Rewrite the records below, changing each occurrence of "even-odd rule" to "nonzero winding rule" and keeping everything else the same.
<<<<
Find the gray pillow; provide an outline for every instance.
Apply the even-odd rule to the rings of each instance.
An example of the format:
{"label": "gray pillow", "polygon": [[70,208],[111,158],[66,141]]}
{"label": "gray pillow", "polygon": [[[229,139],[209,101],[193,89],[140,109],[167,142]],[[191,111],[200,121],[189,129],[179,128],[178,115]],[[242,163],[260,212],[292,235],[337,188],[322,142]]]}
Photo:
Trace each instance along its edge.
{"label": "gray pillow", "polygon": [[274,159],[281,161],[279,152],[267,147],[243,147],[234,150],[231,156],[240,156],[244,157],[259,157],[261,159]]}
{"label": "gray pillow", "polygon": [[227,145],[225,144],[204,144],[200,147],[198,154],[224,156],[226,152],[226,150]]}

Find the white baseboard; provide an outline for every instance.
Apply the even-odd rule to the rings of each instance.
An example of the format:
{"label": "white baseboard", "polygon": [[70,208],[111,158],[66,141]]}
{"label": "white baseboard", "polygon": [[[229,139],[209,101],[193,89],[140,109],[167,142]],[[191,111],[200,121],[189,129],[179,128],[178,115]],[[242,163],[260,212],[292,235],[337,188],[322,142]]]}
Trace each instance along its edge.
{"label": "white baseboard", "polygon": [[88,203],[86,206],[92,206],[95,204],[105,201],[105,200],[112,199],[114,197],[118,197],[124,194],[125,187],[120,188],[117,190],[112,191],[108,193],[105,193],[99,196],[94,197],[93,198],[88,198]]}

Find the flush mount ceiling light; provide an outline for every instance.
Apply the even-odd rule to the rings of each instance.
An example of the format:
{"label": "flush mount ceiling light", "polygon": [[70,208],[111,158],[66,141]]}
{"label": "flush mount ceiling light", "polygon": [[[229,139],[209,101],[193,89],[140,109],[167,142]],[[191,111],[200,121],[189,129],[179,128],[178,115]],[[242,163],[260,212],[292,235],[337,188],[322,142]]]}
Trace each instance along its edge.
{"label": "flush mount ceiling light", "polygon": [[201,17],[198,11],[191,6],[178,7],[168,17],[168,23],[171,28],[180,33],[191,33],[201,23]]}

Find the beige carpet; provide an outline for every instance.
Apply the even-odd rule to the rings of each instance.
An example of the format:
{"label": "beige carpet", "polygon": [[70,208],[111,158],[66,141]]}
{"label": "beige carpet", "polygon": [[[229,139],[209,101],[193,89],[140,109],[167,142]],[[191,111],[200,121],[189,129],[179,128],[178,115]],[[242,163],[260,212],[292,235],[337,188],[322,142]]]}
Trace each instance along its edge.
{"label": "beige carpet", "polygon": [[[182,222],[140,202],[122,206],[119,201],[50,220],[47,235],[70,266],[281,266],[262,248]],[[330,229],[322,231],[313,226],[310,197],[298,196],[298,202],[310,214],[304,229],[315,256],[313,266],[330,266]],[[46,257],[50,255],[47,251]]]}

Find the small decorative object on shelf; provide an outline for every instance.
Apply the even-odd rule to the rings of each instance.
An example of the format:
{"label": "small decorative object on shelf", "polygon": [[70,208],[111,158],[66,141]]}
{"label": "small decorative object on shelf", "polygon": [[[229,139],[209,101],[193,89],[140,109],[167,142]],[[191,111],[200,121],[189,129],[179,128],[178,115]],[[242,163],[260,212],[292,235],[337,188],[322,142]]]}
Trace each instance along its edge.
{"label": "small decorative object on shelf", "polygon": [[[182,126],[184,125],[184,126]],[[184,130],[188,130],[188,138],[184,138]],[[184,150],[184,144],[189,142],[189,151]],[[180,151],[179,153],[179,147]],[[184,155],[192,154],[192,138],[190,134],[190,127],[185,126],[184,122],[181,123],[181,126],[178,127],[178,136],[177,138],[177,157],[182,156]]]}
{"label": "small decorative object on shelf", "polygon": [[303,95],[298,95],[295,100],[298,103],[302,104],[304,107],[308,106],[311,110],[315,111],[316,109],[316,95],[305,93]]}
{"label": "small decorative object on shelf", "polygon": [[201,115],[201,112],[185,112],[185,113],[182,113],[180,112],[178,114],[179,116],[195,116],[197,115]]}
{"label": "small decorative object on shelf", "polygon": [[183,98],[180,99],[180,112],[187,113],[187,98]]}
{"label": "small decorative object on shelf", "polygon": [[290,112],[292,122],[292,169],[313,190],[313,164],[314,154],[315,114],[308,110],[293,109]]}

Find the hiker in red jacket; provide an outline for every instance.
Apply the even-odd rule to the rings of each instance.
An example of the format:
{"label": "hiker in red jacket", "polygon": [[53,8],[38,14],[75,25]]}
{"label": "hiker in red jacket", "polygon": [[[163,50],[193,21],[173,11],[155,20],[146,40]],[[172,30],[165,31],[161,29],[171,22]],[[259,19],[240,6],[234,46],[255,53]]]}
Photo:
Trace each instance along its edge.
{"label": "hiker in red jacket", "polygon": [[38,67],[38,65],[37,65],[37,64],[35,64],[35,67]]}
>>>>
**IN RESPONSE**
Find the gray pillow; provide an outline for every instance.
Apply the nonzero winding rule to the rings of each instance.
An example of the format:
{"label": "gray pillow", "polygon": [[70,208],[111,158],[66,141]]}
{"label": "gray pillow", "polygon": [[[229,139],[209,101],[193,89],[140,109],[167,142]],[[191,111],[200,121],[189,129],[179,128],[178,115]],[[242,163],[260,212],[292,235],[337,188],[322,142]]]}
Photo:
Trace each instance along its edge.
{"label": "gray pillow", "polygon": [[274,159],[281,161],[279,152],[267,147],[243,147],[234,150],[231,156],[240,156],[244,157],[259,157],[261,159]]}
{"label": "gray pillow", "polygon": [[227,145],[225,144],[204,144],[200,147],[198,154],[224,156],[226,152],[226,150]]}

Find the white baseboard; provide an outline for every instance.
Apply the nonzero winding rule to the rings of each instance.
An example of the format:
{"label": "white baseboard", "polygon": [[70,208],[111,158],[66,141]]}
{"label": "white baseboard", "polygon": [[[229,139],[209,101],[193,89],[140,109],[167,142]],[[191,111],[200,121],[189,129],[179,128],[178,115]],[[242,163],[260,212],[292,235],[337,188],[322,142]]]}
Trace each instance along its edge.
{"label": "white baseboard", "polygon": [[88,203],[86,206],[92,206],[95,204],[105,201],[105,200],[112,199],[114,197],[118,197],[124,194],[125,187],[120,188],[117,190],[112,191],[108,193],[105,193],[99,196],[94,197],[93,198],[88,198]]}

Find the flush mount ceiling light; provide an outline for every instance.
Apply the nonzero winding rule to the rings of each instance.
An example of the format:
{"label": "flush mount ceiling light", "polygon": [[70,208],[111,158],[66,141]]}
{"label": "flush mount ceiling light", "polygon": [[[229,139],[209,101],[193,89],[140,109],[167,142]],[[191,111],[200,121],[189,129],[179,128],[178,115]],[[242,163],[260,212],[292,235],[337,188],[322,142]]]}
Trace each instance along its edge.
{"label": "flush mount ceiling light", "polygon": [[201,17],[198,11],[191,6],[178,7],[168,17],[168,23],[171,28],[180,33],[191,33],[201,23]]}

Find the beige carpet; provide an outline for every instance.
Apply the nonzero winding rule to the rings of each instance.
An example of the format:
{"label": "beige carpet", "polygon": [[70,208],[111,158],[66,141]]}
{"label": "beige carpet", "polygon": [[[229,139],[209,101],[193,89],[140,109],[167,142]],[[191,111],[200,121],[189,129],[179,128],[178,115]],[[242,163],[260,212],[292,235],[337,188],[322,142]]]}
Trace each instance along its edge.
{"label": "beige carpet", "polygon": [[[182,222],[140,202],[122,206],[119,201],[50,220],[47,235],[70,266],[281,266],[262,248]],[[330,229],[322,231],[313,226],[310,197],[298,196],[298,202],[310,214],[304,229],[315,256],[313,266],[330,266]],[[46,257],[50,255],[47,251]]]}

Find the small decorative object on shelf; provide an outline for every instance.
Apply the nonzero winding rule to the rings of each instance.
An example of the format:
{"label": "small decorative object on shelf", "polygon": [[70,208],[111,158],[66,141]]}
{"label": "small decorative object on shelf", "polygon": [[[229,139],[209,101],[193,89],[140,109],[167,142]],[[191,111],[200,121],[189,129],[179,128],[178,115]],[[242,163],[260,212],[292,235],[337,188],[322,142]]]}
Trace each instance along its edge.
{"label": "small decorative object on shelf", "polygon": [[[182,126],[184,125],[184,126]],[[184,130],[188,130],[188,138],[184,138]],[[184,150],[184,144],[189,142],[189,151]],[[180,151],[179,153],[179,147]],[[184,155],[192,154],[192,138],[190,134],[190,127],[185,126],[184,122],[181,123],[181,126],[178,127],[178,136],[177,138],[177,157],[182,156]]]}
{"label": "small decorative object on shelf", "polygon": [[303,95],[298,95],[295,100],[298,103],[302,104],[304,107],[308,106],[311,110],[315,111],[316,109],[316,95],[305,93]]}
{"label": "small decorative object on shelf", "polygon": [[201,115],[201,112],[185,112],[185,113],[182,113],[180,112],[178,114],[179,116],[195,116],[197,115]]}
{"label": "small decorative object on shelf", "polygon": [[183,98],[180,99],[180,112],[187,113],[187,98]]}
{"label": "small decorative object on shelf", "polygon": [[290,112],[292,122],[292,169],[313,190],[313,164],[314,154],[315,114],[308,110],[293,109]]}

Find the hiker in red jacket; provide an outline for every instance.
Apply the nonzero winding rule to the rings of each instance.
An example of the format:
{"label": "hiker in red jacket", "polygon": [[53,8],[38,14],[75,25]]}
{"label": "hiker in red jacket", "polygon": [[[163,50],[193,21],[173,11],[155,20],[146,40]],[[172,30],[165,31],[161,29],[171,22]],[[259,19],[240,6],[234,46],[255,53]]]}
Photo:
Trace each instance along its edge.
{"label": "hiker in red jacket", "polygon": [[38,67],[38,65],[37,65],[37,64],[35,64],[35,67]]}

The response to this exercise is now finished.